### MATERIAL PROVIDED
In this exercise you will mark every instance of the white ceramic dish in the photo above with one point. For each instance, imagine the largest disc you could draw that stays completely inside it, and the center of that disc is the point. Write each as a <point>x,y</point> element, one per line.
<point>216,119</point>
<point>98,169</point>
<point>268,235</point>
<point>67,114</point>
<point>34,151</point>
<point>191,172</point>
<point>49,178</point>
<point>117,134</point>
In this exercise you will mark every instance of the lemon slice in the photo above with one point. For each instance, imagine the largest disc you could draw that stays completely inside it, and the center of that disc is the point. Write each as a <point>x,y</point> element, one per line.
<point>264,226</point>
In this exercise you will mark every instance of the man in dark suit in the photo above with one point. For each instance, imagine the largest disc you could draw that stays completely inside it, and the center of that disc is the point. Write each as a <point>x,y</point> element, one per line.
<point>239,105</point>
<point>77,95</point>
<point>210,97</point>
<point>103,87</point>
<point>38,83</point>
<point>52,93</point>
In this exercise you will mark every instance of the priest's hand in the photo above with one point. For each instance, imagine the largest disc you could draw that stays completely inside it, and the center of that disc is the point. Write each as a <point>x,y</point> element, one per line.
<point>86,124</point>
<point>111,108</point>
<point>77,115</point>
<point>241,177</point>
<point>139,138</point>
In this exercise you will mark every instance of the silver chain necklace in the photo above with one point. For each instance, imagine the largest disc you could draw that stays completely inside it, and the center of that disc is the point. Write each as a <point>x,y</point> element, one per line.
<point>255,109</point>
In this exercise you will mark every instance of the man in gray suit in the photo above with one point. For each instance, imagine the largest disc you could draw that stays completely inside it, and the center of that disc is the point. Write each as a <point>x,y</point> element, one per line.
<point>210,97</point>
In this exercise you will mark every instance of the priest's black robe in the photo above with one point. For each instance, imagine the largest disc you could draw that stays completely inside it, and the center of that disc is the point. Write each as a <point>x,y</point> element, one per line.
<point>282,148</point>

### DESCRIPTION OF THE TASK
Copy exactly, and only, the lines from the one containing "In this exercise you will mark every instance of the silver" through the last line of the listing.

### COMPLETED TASK
In this exercise you will mark every instance of the silver chain necklace in the photo above with one point. For each instance, imagine the largest disc you could draw that stays completely inside it, and the center of that disc is the point. Write each as a <point>x,y</point> element, one per line.
<point>255,109</point>
In this exercise you will mark every instance of the man in gray suit in the photo above with one point. For each instance, imagine the largest disc you could draw that stays completely inside it, and the center of that disc is the point. Write each as a <point>x,y</point> element, one per line.
<point>210,97</point>
In this exercise you will mark every instance of the priest's black robe in the photo above with one point. For each instance, imagine the largest disc you could draw that stays completely inside it, and the center of that disc is the point. Write each as a <point>x,y</point> element, one per line.
<point>282,148</point>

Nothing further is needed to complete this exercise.